→ Directive: Count the lines in the entries below that contain the word "white". Reply with that number alone.

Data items
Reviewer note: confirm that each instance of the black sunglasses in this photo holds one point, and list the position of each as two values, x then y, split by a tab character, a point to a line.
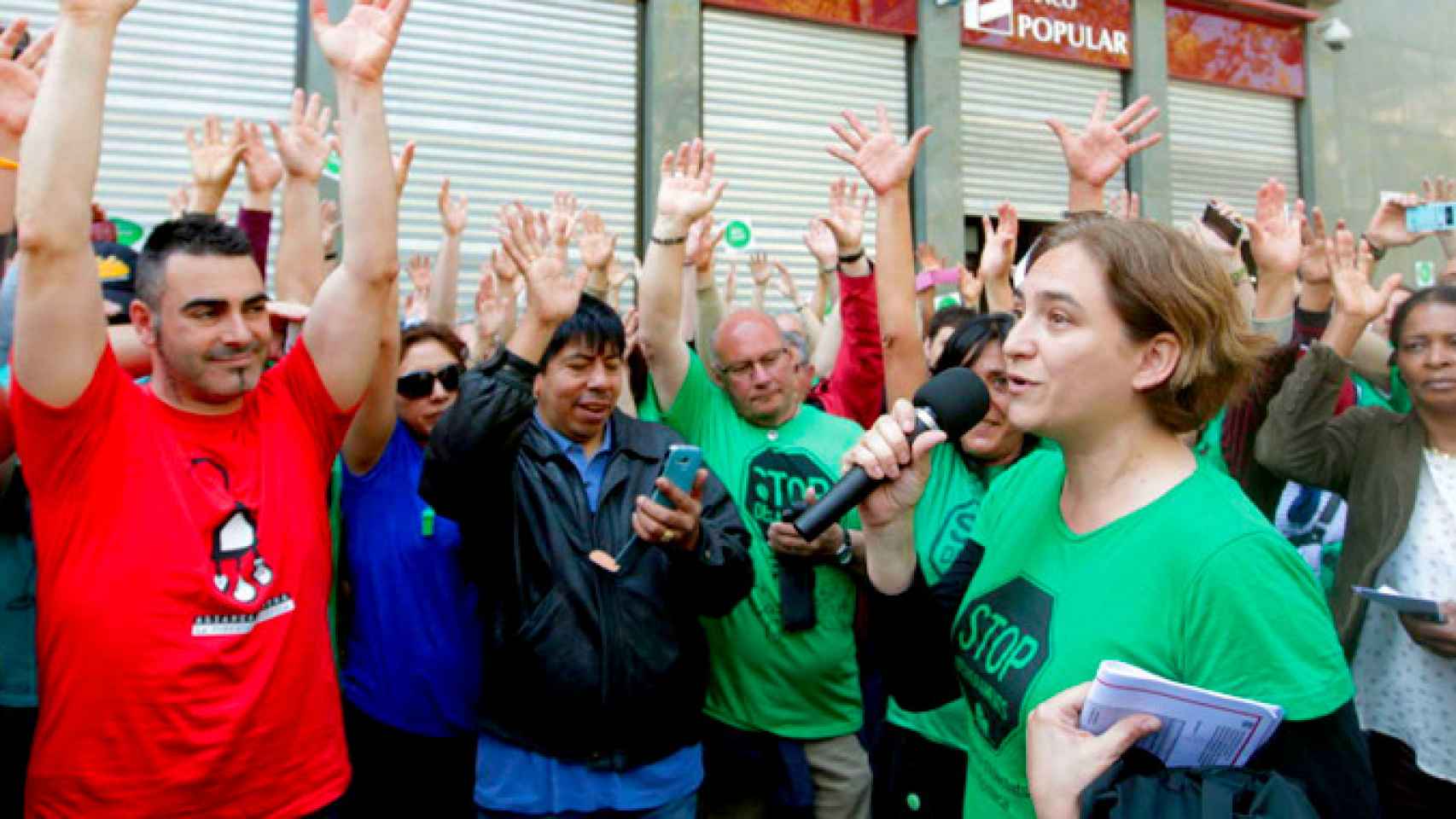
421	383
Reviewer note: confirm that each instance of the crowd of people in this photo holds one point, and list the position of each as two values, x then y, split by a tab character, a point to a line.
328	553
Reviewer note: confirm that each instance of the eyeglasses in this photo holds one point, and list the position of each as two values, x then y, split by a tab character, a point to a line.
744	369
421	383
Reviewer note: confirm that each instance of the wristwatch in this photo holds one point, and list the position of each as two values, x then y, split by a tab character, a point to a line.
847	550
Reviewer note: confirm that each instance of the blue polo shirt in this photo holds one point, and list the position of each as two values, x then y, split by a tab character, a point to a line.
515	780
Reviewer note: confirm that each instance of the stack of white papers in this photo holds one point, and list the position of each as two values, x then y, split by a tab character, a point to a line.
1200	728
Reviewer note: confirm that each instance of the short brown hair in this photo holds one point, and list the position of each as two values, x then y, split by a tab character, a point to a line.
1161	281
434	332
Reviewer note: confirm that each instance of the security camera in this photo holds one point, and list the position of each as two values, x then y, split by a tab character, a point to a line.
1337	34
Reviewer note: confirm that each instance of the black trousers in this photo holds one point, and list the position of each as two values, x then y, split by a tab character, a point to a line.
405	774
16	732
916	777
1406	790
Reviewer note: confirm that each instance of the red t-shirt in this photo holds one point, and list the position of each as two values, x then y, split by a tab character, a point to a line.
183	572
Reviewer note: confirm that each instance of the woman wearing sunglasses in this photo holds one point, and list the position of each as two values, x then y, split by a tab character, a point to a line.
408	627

---

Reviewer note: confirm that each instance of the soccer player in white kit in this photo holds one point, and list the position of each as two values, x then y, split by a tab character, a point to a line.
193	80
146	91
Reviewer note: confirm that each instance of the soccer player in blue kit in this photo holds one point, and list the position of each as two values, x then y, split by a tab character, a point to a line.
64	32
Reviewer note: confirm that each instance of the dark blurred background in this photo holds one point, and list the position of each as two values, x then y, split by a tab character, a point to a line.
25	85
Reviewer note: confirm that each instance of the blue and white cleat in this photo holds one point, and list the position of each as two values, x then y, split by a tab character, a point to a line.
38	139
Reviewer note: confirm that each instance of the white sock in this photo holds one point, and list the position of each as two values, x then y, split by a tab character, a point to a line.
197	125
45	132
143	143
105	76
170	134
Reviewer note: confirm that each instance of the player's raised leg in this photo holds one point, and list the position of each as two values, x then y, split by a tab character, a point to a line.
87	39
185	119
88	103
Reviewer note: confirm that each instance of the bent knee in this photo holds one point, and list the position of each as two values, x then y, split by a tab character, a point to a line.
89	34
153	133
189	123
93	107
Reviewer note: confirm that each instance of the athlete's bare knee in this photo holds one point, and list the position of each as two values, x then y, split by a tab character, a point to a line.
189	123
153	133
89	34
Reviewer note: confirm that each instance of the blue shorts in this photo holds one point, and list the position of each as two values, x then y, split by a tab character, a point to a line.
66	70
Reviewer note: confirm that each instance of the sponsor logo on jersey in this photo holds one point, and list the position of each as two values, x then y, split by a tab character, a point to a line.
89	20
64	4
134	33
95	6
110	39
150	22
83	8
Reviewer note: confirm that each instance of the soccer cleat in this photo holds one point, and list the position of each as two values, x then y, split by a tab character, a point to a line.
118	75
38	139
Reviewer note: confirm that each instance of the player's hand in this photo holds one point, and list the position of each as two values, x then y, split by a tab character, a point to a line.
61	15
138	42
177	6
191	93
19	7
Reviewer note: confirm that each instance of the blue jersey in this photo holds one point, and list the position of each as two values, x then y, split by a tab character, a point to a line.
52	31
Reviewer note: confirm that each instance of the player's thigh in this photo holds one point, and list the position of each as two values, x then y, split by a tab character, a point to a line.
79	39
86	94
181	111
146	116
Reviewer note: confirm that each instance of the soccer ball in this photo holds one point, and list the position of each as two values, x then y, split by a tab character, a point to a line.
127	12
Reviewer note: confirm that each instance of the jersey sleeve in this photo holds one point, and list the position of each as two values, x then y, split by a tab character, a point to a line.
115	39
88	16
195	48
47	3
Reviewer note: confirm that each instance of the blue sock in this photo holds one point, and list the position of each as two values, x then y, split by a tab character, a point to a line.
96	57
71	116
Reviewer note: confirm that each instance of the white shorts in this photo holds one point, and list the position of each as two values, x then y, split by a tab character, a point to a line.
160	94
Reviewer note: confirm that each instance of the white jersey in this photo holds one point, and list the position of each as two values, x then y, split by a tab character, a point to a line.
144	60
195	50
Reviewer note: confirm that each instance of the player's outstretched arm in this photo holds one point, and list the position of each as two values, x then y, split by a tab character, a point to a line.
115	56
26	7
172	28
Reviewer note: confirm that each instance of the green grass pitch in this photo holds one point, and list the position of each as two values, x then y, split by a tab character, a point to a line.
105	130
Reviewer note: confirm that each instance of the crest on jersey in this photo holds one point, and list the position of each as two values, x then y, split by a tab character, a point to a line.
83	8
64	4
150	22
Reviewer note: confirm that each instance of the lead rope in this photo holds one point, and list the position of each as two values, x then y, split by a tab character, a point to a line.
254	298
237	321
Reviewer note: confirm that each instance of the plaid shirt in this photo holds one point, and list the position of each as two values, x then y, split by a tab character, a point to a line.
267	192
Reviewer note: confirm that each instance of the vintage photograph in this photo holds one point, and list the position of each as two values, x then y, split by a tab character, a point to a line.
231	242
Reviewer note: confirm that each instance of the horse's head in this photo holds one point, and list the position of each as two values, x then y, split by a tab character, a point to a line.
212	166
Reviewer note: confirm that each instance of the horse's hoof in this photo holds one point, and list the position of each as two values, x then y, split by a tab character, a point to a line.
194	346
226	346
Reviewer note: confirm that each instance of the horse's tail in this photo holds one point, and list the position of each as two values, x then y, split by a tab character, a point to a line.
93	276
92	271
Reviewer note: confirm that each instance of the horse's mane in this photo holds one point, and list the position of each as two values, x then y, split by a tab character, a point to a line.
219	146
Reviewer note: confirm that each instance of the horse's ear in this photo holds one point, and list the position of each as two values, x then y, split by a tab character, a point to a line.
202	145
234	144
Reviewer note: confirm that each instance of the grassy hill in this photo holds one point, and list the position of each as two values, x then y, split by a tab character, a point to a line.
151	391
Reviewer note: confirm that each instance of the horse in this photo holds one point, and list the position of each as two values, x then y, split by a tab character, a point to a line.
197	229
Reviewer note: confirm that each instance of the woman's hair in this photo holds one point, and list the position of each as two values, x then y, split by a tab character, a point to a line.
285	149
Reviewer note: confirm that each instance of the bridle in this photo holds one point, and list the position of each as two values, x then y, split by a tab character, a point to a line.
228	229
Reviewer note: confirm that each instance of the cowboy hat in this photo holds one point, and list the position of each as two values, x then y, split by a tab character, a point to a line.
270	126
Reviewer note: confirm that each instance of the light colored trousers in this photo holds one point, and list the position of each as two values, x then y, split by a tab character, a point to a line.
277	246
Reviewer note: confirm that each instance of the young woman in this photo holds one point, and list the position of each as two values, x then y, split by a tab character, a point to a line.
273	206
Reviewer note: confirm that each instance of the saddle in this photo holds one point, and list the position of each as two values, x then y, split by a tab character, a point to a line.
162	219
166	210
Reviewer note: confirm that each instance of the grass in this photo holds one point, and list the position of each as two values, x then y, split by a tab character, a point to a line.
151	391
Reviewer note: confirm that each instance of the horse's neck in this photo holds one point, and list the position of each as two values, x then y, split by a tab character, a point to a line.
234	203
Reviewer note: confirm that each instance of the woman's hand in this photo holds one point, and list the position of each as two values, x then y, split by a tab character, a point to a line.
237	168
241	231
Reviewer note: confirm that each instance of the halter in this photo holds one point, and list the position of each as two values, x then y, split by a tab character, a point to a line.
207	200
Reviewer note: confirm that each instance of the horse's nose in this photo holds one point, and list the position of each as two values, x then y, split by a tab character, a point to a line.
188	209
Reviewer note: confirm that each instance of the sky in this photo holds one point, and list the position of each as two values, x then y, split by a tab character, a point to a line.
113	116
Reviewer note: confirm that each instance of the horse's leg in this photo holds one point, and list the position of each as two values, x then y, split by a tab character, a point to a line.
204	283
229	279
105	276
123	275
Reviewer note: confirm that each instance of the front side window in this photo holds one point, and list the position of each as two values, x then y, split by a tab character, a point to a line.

→ Task answer: 6